GIVEN PASSAGE:
Mechanics of materials are characterized in certain parameters such as utimate tensile strength, elongation and more. This a very engineering focused way of describing features. In trauma care other features are highlighted:

• Bending resistance until breakage of the fracture plate,
• Easy and controllable insertion of screws,
• Torque resistance of the screw drive before the screw drive is rounded,
• Safe and stable bone fragment repostioning and many more.

As magnesium is a light metal and the use as biomaterial is relatively new, we will think through some implant design features and compare it to existing implant materials.

General implant material comparison

A lot of the material behaviour and the derived implant behaviour can be read in the Tension-Elongation Diagram. We have brought an actual exemplary test result from our lab:

The x-axis describes the elongation of the material, the resulting tensile strength is displayed on the y-axis. The tensile strength is displayed in measured Force divided by the cross section of the rod. The unit of the resulting tension is Newton (Force) by Section (mm²) or N/mm².

To visualize this: A force of 500N (Meaning the gravity force of appr. 50kg) applied on a rod with a diameter of 2mm would result in a tension of 500N/ (1mm²*π) = 166 N/mm²
In this example, a 2mm magnesium rod can withstand the gravity load of 100kg or 1000N before plastic deformation starts and it begins to deform. Up to this point it will always return into its original geometry (like a spring). Loads above this limit result in a plastic, permanent deformation.

Using fracture plates, it is of essential importance to allow small bending operations to precisely match the anatomical shape of the fractured bone. The design of the alloy behaviour must therefore leave room for a plastic deformation in a controlled manner, this can be found in the diagram in the plastic deformation after the elastic phase.

Prominent polymer materials such as PEEK display a value of 100 N/mm², translated to a 2mm rod allow a load of 30kg. Resorbable materials like PLLA or PLDLA normaly reach their limit at around 50 N/mm². Biocomposite materials, such as used by most sports medicine companies, even reach lower limits as the mixed ceramic material such as ß-TCP further weakens the structure.

In comparison to resorbable materials, modern surgical permanent titanium materials reach out to 800-1000 N/mm² with the known usual possibilities of bending manipulation., which allows a downsizing of trauma implants. In comparison cortical bone reaches up to 250 N/mm².

The mechanical resistance of magnesium is in the middle in between polymers and titanium materials. In comparison to polymers, which are favorable to break instantly (ductile behaviour) , magnesium implants allow anatomical bending for a safe configuration.

Implant screws: Interface design

A trauma implant always has, in most cases, two or three, interfaces: The is the implant-Instrument interface, the so-called drive, an optional screw-plate interface and the screw bone interface.

EXTRACTED DATA:

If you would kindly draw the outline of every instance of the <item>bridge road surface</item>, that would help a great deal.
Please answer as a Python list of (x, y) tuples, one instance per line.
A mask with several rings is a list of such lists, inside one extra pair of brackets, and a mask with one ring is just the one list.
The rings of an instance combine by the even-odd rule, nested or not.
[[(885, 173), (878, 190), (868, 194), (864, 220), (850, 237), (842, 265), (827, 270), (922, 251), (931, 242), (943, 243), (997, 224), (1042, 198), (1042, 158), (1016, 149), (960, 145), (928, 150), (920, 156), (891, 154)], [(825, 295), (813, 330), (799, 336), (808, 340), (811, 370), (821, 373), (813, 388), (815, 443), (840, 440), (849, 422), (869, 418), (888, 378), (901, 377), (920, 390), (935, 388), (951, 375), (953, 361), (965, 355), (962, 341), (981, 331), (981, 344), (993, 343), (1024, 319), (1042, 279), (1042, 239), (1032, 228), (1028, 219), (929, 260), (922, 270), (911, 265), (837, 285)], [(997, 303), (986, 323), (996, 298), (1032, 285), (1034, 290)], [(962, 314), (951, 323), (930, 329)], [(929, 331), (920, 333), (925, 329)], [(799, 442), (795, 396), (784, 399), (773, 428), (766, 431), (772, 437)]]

EXERCISE GOAL: Resume the passage on magnesium trauma implants, picking up right after its last sentence.

RESULT FOR THIS TASK:
The implant-instrument interface is incorporated in the screw head. The torque to protrude the screw into the bone is transmitted through a small surface. This results in a lot of load on this section. Polymer designs have trouble to transmit the required torque and establish a resulting compression force due to their low mechanical resistance. In comparison with titanium, magnesium implants require special attention concerning the drive design. The required insertion torques, around 1-2Nm for 2.7mm cortical bone screws, represent values closer to the mechanical limits.

As bioabsorbable magnesium screws are inserted into hard cortical bone, we only apply the more stable drive shape designs. Most of our products will feature a star shaped drive interface. In internal testing we have measured the maximum torques before screw-driver cams out and the drive is finally “stripped” or “rounded”, meaning a total failure of the interface.

In a total perspective, a mechanical chain has always one component which represents the weakest link. In screw design, this should always be the drive. The instrument (driver) shall not break, as it is expensive and possibly harmful to the user and the patient (because of possible sharp pieces). If the screw head shears off completely, a headless threaded pin is hardly removable. In comparison to titanium implants, in an “emergency” magnesium implants can be overdrilled using standard surgical drills.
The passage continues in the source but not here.